#### MATERIAL FOR THE TASK ####
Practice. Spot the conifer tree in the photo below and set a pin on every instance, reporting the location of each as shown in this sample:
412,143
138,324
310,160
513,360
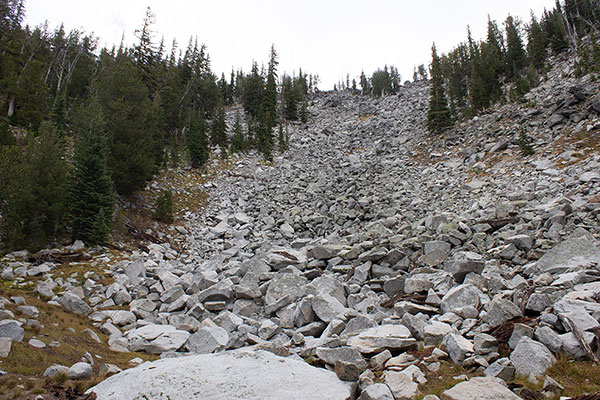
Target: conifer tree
197,142
281,138
131,123
238,143
554,29
304,112
218,133
33,190
536,44
515,53
364,84
270,96
91,189
264,136
253,91
438,115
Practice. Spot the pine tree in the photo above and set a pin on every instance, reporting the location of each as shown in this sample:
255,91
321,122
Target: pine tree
33,190
290,99
238,143
536,44
269,100
218,135
438,115
555,30
304,112
91,189
364,84
264,136
131,123
253,91
515,53
281,138
197,142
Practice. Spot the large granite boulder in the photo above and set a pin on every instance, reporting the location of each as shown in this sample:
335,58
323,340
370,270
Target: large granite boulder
230,375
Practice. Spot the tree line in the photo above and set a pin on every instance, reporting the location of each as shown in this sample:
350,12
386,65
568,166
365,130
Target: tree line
80,125
510,61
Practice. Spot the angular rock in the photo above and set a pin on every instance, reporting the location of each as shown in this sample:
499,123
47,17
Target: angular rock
328,308
12,330
531,358
379,338
80,370
500,310
156,339
207,340
377,391
463,263
459,297
571,252
458,347
401,385
75,304
230,375
5,345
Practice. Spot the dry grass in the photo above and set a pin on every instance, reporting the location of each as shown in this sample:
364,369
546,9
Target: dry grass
67,329
443,379
577,377
585,144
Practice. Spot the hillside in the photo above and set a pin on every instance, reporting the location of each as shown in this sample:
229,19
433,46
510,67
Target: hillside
404,262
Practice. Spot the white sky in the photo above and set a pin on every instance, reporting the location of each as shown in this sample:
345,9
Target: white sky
326,37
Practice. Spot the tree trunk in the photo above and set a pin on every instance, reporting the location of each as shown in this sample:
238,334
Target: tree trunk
11,106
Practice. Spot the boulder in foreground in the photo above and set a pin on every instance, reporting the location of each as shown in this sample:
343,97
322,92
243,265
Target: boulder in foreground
228,375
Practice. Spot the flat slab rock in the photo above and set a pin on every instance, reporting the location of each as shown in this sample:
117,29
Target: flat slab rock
229,375
379,338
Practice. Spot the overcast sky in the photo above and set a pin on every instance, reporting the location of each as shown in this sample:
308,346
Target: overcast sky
325,37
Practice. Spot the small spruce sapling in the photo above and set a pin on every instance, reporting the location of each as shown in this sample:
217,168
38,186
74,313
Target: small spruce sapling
525,144
163,210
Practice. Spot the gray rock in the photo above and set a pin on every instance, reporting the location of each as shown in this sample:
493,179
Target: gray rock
156,339
485,344
285,284
520,331
463,263
11,329
325,252
401,385
435,252
548,338
500,310
230,375
75,304
281,258
135,271
121,317
207,340
379,338
480,388
80,370
458,347
36,343
531,358
348,371
459,297
502,369
435,331
5,345
571,252
377,391
328,308
522,242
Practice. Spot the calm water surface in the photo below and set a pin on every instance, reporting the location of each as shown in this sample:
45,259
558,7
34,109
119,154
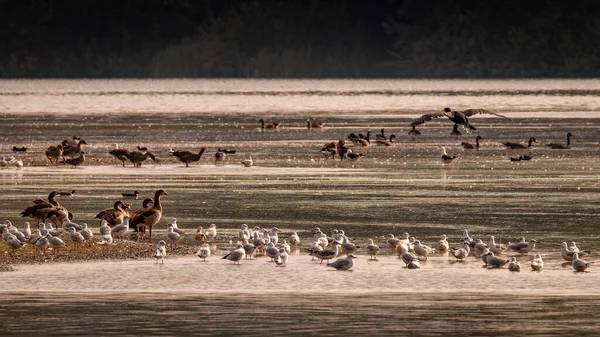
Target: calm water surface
552,198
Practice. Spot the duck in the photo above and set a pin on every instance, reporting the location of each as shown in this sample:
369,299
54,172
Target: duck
519,146
150,216
446,159
137,157
471,146
457,117
77,161
54,152
270,126
220,158
115,215
192,157
560,146
388,142
247,162
314,125
120,154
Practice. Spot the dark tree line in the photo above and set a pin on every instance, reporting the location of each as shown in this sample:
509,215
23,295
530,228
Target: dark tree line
299,38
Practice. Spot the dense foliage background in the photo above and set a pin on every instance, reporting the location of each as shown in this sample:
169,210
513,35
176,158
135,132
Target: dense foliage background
299,38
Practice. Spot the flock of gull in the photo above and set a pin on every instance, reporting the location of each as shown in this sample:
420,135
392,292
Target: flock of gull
118,221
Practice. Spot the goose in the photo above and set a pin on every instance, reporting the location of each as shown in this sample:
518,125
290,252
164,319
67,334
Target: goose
74,150
160,252
77,161
220,158
470,146
343,264
203,252
116,214
414,131
446,159
560,146
247,162
458,117
236,255
294,239
172,236
381,136
271,126
519,146
150,216
282,258
211,232
443,245
137,158
513,265
188,158
314,125
39,210
537,263
372,250
120,154
578,264
388,142
120,230
455,131
135,194
523,247
54,152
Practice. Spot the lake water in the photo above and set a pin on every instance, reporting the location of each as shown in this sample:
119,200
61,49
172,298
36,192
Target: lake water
553,198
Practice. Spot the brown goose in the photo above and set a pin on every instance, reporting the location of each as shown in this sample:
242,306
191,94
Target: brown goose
560,146
150,216
520,146
120,154
458,117
192,157
137,157
72,151
54,152
270,126
388,142
114,216
39,209
471,146
314,125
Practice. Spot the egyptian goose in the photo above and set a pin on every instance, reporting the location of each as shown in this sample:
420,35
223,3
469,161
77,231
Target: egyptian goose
150,217
458,117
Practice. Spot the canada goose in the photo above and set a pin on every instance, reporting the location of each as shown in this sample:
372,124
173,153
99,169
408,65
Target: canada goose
455,131
458,117
414,131
75,161
54,152
512,145
270,126
560,146
120,154
115,215
39,209
446,159
388,142
150,216
19,149
220,158
247,162
470,146
187,159
72,151
136,157
314,125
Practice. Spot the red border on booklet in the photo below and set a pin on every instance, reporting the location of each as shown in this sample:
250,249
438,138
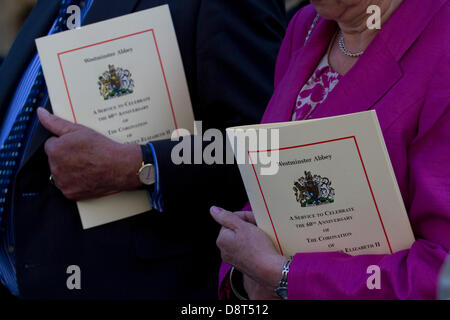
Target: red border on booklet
119,38
311,144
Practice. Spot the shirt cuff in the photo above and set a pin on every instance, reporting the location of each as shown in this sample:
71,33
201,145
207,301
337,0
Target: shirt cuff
155,196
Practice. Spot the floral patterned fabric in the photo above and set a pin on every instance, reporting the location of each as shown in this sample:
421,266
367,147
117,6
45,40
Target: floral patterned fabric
316,90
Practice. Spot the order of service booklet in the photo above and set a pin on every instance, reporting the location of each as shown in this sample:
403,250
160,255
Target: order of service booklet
124,78
334,188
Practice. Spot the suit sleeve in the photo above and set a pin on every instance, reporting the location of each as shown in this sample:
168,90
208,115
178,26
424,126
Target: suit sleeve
408,274
237,44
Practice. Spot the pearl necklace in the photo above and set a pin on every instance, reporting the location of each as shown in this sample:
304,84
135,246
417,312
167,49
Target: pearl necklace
345,50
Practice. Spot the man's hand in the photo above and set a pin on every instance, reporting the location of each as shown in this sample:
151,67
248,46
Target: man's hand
86,164
248,248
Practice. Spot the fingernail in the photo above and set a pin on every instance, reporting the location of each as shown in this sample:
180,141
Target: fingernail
216,209
42,111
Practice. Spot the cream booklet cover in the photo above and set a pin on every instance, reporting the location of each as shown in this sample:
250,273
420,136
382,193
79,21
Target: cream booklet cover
125,79
334,187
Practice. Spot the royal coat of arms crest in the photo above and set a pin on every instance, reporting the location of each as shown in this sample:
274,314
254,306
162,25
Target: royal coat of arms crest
115,82
313,190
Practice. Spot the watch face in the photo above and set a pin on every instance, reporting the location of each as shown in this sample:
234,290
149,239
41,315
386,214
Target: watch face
282,292
147,174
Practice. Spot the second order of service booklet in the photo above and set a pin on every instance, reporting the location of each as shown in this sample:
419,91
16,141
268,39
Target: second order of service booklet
334,190
124,78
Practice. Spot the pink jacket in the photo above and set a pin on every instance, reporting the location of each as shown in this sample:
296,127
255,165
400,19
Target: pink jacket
405,76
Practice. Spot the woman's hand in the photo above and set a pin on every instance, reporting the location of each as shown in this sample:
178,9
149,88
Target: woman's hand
256,291
248,248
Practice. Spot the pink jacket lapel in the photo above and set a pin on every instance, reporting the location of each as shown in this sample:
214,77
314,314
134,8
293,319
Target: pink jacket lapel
303,64
375,73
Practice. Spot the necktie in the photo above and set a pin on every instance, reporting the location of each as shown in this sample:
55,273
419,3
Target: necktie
11,151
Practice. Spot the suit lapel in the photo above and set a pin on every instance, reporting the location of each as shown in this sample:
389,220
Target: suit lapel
100,10
107,9
23,50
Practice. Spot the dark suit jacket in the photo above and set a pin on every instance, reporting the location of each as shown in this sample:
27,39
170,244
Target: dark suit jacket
229,50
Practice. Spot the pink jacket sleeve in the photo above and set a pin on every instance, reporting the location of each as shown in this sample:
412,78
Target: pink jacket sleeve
408,274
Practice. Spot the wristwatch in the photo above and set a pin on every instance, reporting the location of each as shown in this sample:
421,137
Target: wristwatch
146,173
282,290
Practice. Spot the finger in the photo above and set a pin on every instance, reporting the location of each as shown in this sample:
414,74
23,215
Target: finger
50,146
226,218
54,124
247,216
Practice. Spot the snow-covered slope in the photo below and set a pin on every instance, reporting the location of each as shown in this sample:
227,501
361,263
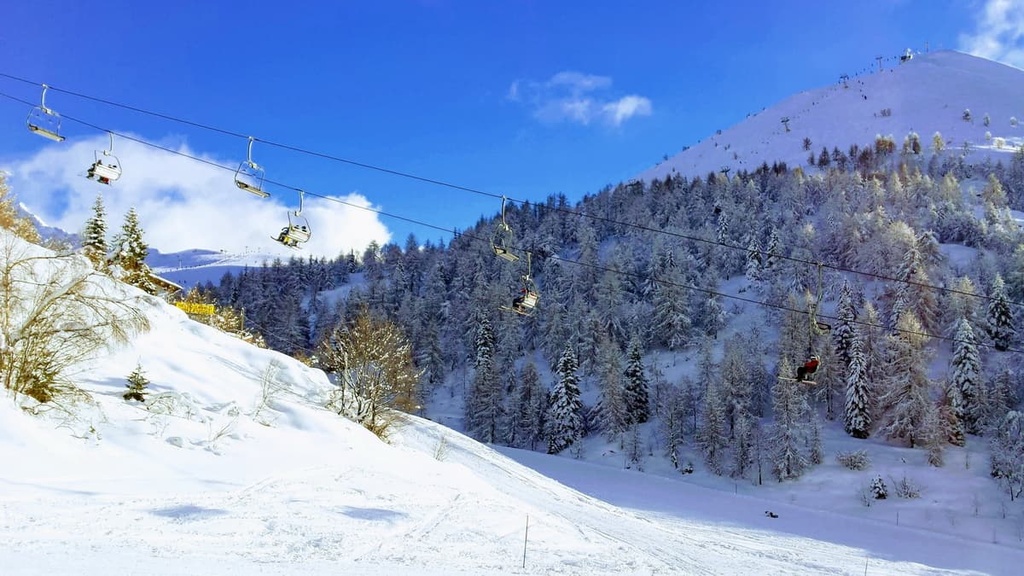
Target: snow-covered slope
232,466
925,95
####
Within the data above, pick out all lines holding the word "below".

Practice. Spot the conifer tree in the photo below and set a pin on every instance, reporting the location of each as shown in this sample:
Practice. Spot the calm water surface in the photo below and set a pin on every instance, reporting the location of each as shown in this sample:
Practice. Spot the red border on booklet in the photo below and set a pin on every instance, reporting the location of each as shown in this sample:
Practice. Spot the snow-covered slope in the photo below and set a pin on every instance, reporting the location of each as shown in this sample:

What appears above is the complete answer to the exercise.